▸ Information given
● ● ● ● ●
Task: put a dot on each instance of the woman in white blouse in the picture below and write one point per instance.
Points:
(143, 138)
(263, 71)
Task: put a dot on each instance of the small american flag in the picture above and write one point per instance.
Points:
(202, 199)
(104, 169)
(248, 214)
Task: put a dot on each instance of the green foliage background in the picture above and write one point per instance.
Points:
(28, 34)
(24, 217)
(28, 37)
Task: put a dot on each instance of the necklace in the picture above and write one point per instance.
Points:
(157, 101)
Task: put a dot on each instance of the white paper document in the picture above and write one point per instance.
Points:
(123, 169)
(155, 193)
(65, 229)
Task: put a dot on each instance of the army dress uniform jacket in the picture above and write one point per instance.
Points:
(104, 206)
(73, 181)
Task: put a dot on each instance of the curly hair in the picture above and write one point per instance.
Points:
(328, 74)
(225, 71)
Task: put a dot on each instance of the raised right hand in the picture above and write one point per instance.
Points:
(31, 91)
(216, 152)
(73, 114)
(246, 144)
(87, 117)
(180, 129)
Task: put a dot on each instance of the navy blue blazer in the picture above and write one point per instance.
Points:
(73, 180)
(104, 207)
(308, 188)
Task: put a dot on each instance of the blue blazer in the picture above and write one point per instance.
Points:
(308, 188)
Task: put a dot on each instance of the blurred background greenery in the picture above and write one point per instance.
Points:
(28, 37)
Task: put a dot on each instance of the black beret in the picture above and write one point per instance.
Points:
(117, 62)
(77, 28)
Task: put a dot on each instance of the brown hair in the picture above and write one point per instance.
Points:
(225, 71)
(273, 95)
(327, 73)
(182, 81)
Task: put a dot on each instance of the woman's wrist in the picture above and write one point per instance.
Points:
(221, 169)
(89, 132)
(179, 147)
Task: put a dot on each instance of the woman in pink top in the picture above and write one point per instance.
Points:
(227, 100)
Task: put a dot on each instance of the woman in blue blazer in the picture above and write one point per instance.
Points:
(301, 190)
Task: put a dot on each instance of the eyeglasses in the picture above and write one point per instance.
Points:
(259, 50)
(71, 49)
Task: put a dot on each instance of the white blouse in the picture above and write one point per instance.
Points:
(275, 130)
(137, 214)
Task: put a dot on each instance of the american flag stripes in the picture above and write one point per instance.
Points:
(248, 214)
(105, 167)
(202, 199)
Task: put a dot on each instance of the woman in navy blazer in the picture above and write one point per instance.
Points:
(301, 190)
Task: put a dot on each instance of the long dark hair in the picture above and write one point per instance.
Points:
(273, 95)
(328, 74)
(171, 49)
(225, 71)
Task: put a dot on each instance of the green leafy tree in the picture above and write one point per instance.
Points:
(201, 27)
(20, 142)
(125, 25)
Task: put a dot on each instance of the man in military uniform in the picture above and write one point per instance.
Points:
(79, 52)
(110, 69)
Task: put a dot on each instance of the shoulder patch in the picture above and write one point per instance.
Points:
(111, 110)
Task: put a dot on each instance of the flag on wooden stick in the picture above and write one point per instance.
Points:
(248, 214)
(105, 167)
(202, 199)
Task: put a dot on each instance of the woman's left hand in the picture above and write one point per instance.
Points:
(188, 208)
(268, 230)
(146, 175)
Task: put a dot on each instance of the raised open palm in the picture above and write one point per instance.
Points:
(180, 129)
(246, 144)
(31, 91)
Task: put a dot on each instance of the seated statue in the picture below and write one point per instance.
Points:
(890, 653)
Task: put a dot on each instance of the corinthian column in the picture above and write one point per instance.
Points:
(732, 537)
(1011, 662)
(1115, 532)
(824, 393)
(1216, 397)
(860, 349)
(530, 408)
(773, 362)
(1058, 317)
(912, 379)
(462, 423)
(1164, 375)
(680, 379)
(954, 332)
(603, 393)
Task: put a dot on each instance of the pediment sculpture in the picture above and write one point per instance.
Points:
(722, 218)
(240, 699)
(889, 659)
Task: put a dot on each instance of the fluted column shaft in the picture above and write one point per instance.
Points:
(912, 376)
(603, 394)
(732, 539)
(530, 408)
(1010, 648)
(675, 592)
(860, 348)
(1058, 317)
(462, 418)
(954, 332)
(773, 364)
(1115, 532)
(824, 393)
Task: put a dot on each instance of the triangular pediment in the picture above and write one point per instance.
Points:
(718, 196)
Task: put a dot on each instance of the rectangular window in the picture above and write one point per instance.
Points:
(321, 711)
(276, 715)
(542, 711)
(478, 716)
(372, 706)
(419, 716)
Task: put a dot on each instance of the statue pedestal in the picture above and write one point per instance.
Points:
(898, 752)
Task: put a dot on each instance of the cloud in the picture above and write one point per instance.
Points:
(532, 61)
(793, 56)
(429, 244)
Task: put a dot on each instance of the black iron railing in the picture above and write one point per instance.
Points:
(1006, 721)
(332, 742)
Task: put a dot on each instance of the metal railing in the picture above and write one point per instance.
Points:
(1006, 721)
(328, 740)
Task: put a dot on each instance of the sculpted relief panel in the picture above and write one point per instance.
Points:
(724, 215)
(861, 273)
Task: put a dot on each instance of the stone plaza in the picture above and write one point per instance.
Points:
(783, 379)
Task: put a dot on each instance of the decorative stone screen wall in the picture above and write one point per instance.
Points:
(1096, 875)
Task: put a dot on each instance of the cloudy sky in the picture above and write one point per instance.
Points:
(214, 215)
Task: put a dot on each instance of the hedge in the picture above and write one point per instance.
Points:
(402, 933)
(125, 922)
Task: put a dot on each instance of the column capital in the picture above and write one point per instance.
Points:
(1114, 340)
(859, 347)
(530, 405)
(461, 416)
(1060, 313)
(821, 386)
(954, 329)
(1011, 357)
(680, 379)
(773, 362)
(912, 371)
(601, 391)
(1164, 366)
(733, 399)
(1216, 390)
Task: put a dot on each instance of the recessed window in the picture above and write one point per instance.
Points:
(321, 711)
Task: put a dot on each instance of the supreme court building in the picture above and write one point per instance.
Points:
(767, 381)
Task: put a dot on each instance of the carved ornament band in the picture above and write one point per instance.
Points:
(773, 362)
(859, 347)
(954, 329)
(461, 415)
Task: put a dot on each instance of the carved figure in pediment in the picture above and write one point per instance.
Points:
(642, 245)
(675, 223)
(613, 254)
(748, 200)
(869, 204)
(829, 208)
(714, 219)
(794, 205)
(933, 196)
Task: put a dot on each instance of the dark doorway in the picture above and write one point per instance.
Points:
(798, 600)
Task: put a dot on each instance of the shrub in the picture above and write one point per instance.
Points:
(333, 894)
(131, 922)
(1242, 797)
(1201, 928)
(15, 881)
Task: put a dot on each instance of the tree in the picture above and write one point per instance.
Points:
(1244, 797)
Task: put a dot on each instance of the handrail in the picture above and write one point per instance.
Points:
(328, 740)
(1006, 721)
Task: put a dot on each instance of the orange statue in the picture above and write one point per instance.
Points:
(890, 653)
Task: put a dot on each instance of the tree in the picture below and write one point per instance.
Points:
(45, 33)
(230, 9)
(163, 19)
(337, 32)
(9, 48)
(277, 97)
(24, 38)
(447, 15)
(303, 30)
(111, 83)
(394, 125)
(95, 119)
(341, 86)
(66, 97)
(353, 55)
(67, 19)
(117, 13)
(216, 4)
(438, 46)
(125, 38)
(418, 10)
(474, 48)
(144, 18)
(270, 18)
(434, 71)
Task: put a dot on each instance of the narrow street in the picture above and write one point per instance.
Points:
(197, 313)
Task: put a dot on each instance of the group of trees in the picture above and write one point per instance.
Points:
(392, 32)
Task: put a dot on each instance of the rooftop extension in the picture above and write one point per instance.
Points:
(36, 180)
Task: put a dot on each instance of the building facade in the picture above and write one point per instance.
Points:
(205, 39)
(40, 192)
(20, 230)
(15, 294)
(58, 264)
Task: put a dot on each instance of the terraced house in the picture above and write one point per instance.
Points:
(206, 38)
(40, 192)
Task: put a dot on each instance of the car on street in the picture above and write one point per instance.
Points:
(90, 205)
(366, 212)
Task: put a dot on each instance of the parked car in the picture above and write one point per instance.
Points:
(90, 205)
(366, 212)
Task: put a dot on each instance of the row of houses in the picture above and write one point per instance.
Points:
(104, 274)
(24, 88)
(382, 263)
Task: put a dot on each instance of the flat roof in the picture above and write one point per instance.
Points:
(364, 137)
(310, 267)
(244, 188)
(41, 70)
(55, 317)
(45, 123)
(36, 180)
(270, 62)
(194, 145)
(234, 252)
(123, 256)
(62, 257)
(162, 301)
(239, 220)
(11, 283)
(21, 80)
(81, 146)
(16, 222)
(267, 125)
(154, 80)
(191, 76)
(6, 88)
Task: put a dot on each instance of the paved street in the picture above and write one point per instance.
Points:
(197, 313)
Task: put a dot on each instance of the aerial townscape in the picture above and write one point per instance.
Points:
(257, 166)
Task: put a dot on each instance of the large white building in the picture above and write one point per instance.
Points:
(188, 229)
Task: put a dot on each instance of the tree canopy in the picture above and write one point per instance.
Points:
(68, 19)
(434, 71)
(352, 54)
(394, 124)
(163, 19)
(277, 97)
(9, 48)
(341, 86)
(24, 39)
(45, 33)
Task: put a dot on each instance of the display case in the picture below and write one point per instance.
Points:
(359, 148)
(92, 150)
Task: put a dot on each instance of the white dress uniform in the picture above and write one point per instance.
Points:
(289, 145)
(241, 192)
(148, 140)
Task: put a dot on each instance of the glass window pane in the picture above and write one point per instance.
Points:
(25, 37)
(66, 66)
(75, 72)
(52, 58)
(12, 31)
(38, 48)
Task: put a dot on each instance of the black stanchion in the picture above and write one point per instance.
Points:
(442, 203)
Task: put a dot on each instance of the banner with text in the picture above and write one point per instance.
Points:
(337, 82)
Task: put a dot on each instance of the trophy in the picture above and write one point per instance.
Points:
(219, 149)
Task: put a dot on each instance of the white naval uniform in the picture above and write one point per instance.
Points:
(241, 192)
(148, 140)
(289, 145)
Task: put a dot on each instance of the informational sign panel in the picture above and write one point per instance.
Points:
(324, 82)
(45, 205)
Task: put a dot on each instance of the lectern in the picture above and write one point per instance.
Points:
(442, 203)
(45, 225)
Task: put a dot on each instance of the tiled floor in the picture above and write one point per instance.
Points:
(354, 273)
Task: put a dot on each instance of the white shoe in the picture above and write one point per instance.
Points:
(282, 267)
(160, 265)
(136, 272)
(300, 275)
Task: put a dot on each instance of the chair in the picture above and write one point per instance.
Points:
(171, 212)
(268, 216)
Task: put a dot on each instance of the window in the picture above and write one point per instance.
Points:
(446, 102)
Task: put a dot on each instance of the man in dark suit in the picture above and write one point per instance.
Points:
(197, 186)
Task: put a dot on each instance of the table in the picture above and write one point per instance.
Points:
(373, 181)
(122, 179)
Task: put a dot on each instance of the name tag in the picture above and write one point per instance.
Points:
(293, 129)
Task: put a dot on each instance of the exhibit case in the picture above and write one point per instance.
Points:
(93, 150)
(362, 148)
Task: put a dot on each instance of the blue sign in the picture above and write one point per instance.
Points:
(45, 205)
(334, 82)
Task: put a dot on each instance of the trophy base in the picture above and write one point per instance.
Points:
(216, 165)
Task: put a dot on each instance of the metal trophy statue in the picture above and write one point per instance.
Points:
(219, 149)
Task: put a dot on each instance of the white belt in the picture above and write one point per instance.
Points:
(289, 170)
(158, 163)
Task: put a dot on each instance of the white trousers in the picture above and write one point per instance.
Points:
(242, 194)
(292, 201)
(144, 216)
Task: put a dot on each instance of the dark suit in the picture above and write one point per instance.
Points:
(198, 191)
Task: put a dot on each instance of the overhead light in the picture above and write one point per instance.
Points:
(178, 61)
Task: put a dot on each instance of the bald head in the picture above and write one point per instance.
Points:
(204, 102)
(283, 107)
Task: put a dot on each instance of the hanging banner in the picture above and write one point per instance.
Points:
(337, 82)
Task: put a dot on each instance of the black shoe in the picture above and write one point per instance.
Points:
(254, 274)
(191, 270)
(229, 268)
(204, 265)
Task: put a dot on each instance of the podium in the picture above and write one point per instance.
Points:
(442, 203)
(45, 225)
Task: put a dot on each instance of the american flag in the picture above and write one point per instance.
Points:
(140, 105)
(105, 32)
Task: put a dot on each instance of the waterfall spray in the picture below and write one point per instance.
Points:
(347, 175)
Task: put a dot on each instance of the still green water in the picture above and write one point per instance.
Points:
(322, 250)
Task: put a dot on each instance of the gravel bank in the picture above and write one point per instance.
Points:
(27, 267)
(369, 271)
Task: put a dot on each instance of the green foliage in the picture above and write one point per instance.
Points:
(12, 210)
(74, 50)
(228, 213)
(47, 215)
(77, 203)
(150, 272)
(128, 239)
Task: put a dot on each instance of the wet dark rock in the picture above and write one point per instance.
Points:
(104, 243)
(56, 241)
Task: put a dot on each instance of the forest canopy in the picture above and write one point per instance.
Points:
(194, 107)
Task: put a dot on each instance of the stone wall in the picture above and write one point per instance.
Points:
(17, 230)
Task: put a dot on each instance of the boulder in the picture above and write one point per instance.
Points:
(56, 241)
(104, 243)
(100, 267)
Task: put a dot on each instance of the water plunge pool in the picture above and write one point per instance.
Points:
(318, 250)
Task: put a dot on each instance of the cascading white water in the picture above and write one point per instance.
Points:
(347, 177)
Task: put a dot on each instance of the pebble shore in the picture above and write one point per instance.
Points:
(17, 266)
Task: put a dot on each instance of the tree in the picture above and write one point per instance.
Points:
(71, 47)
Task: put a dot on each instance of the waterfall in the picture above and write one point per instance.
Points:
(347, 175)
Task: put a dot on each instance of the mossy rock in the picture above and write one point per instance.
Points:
● ● ● ● ●
▸ What the task requires
Provide the number of lines in the records above containing the string "trophy", and write nothing more.

▸ Exercise result
3